• PROBLEM DETAILS:
Copy nothing but the lines below running from the line containing "Would you be able to point at the distant person" through the line containing "Would you be able to point at the green", both end lines included.

• RECORDS PROVIDED:
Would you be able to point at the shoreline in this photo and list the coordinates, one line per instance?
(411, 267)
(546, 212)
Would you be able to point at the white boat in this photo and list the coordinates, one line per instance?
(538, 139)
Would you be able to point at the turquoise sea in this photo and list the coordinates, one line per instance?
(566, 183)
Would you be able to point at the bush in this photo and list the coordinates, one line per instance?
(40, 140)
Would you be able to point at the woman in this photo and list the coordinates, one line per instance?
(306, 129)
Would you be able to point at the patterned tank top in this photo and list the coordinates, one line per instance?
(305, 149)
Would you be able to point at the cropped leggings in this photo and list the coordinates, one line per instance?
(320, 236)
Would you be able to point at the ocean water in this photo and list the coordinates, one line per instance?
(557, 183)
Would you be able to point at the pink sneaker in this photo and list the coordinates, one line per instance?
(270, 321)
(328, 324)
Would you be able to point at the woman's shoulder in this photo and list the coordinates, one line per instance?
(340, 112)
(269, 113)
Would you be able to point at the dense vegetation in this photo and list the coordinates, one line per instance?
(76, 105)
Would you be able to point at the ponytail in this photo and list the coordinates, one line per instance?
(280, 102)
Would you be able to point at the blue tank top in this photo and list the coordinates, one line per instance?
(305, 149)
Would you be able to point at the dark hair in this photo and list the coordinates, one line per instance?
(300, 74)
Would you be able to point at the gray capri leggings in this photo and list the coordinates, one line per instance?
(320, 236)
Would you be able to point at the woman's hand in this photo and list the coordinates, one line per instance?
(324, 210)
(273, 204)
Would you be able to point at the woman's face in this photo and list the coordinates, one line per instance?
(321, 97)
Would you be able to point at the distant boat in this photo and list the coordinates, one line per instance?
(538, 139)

==

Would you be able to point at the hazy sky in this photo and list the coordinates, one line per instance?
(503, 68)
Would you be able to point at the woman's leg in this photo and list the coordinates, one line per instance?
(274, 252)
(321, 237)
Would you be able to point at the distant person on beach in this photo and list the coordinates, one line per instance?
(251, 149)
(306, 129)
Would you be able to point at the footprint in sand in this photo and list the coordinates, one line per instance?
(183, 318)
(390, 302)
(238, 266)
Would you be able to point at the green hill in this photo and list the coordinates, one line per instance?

• EXPECTED ANSWER:
Would you be able to point at the distant person on beach in this photo and list the coordinates, one line per instance?
(251, 149)
(306, 129)
Would you be able to point at the footprint in sand in this photo and list the coordinates, one line per instance?
(183, 318)
(390, 302)
(238, 266)
Would you be able to point at the green hill in this photo and list the coordinates, one line per instance?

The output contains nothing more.